- **Your task**
Rewrite the material below, changing "every instance" to "each instance" wherever it occurs and leaving everything else unchanged.

<<<<

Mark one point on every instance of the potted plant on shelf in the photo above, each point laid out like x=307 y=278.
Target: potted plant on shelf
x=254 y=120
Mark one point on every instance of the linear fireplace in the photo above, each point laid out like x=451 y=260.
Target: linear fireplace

>>>>

- **Output of the task**
Mark one point on each instance of the potted plant on shelf in the photo above, each point laid out like x=307 y=278.
Target: potted plant on shelf
x=254 y=120
Mark one point on each instance of the linear fireplace in the photo above, each point laid out like x=451 y=260.
Target: linear fireplace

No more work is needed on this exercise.